• [GOAL]: Reproduce every line of the items below, requests included, scaling each coordinate in the answers by 0.7 and rounding to the nearest whole number, with halves rounded up.

• [RECORDS SHOWN]:
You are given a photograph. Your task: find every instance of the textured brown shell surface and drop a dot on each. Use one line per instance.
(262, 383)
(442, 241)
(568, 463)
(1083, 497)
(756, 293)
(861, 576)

• [RESPONSE TO THE TASK]:
You are given a photograph. Your task: find every instance of the textured brown shell surface and drop a dot on each. Use one line per instance.
(183, 268)
(309, 169)
(398, 324)
(758, 348)
(529, 205)
(603, 403)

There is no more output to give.